== Data in this exercise ==
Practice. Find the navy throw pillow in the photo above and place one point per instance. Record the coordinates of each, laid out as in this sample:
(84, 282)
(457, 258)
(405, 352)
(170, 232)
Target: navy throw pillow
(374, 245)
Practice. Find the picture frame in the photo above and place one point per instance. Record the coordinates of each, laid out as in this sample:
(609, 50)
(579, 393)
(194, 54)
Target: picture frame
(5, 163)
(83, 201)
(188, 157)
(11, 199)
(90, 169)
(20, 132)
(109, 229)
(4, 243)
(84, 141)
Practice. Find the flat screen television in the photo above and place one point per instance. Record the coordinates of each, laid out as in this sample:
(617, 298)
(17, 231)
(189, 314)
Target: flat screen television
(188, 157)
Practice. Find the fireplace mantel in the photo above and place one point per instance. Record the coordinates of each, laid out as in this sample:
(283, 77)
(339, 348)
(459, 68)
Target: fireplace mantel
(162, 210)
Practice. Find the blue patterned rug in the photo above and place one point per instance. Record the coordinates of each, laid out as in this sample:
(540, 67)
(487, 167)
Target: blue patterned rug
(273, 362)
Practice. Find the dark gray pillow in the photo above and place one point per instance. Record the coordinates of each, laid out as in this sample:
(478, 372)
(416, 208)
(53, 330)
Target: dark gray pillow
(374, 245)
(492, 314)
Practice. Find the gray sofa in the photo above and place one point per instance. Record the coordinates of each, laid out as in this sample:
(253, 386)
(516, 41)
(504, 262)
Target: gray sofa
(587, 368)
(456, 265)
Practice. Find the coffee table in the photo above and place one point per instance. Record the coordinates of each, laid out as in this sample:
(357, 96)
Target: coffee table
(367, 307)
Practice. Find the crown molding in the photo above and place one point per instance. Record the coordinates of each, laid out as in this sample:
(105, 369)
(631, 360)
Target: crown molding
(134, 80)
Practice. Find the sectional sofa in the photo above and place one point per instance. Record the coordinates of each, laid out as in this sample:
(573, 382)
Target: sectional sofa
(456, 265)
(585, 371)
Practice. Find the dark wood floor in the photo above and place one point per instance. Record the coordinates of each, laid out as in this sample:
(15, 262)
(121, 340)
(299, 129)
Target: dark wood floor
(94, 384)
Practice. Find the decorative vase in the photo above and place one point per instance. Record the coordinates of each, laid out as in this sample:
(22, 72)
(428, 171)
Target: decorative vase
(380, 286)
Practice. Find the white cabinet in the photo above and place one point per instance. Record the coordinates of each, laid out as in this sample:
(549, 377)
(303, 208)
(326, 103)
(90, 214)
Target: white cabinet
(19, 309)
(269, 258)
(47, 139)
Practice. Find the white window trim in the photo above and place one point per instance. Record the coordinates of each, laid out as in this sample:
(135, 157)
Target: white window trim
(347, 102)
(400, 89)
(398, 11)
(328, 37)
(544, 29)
===
Give back every line of the data above exactly as written.

Practice. Find the navy throw pillow in the photo above and place one point per instance. Record the coordinates of each, laid out as in this sample:
(84, 282)
(457, 258)
(405, 352)
(170, 232)
Target: navy throw pillow
(374, 245)
Practice. Find the picture frame in the photo above and place one point per instance. Record the coordinates of each, laid out as in this sample:
(609, 50)
(579, 393)
(194, 54)
Target: picture frame
(5, 163)
(83, 201)
(188, 157)
(11, 199)
(90, 169)
(20, 132)
(109, 229)
(4, 243)
(84, 141)
Practice. Find the flat screen television in the photo above and place one point per instance. Record the coordinates of each, laid out as in this sample:
(617, 298)
(17, 231)
(189, 314)
Target: flat screen television
(188, 157)
Practice. Find the fireplace mantel in the photo above and place one point per instance. Record the coordinates of each, laid out as in this sample:
(283, 77)
(339, 348)
(459, 68)
Target: fireplace mantel
(162, 210)
Practice. Find the blue patterned rug in the photo above and place one point per instance. Record the coordinates of each, laid out as in this sample:
(540, 67)
(487, 167)
Target: blue patterned rug
(273, 362)
Practice. Find the dark gray pillow in the photo above and place one point per instance. Record the coordinates of each, laid out as in this sample:
(478, 372)
(416, 208)
(53, 330)
Target: dark gray pillow
(374, 245)
(492, 314)
Practice. Find the gray sofa in the photo above and place one point per instance. Record the coordinates of each, laid out as in this sample:
(253, 386)
(516, 41)
(504, 262)
Target: gray sofa
(587, 368)
(456, 265)
Practice. Find the coffee table in the photo above and place one point per instance. Record the coordinates of each, laid out as in this sample:
(357, 96)
Target: coffee table
(367, 307)
Practice. Find the crown molding in the photo above and place one point per instance. Record the coordinates of each, laid out as in this sample:
(105, 369)
(631, 360)
Target: crown molding
(134, 80)
Practice. Find the sectional sofa in the photo above and place one point per instance. Record the coordinates of each, laid out as in this sample:
(573, 382)
Target: sectional sofa
(456, 265)
(585, 371)
Practice. Find the dark wood floor in the photo above and place one point per instance. Record the coordinates of each, laid out as in this sample:
(15, 262)
(121, 340)
(299, 129)
Target: dark wood floor
(94, 384)
Practice. Find the decorative vase in the photo above and place one point per instance. Record the coordinates of each, laid out as in this sample:
(22, 72)
(428, 171)
Target: decorative vase
(380, 286)
Practice. Find the white cabinet in the photo above and place one point per instance. Record the coordinates of each, laid out as in this sample:
(549, 377)
(303, 208)
(326, 103)
(90, 214)
Target: white cabinet
(19, 309)
(269, 258)
(47, 139)
Practice. Find the white window trim in the photo above and place one point per instance. Record the coordinates of each, laid out as in this sample:
(135, 157)
Target: white window trim
(347, 102)
(400, 89)
(398, 11)
(328, 37)
(544, 29)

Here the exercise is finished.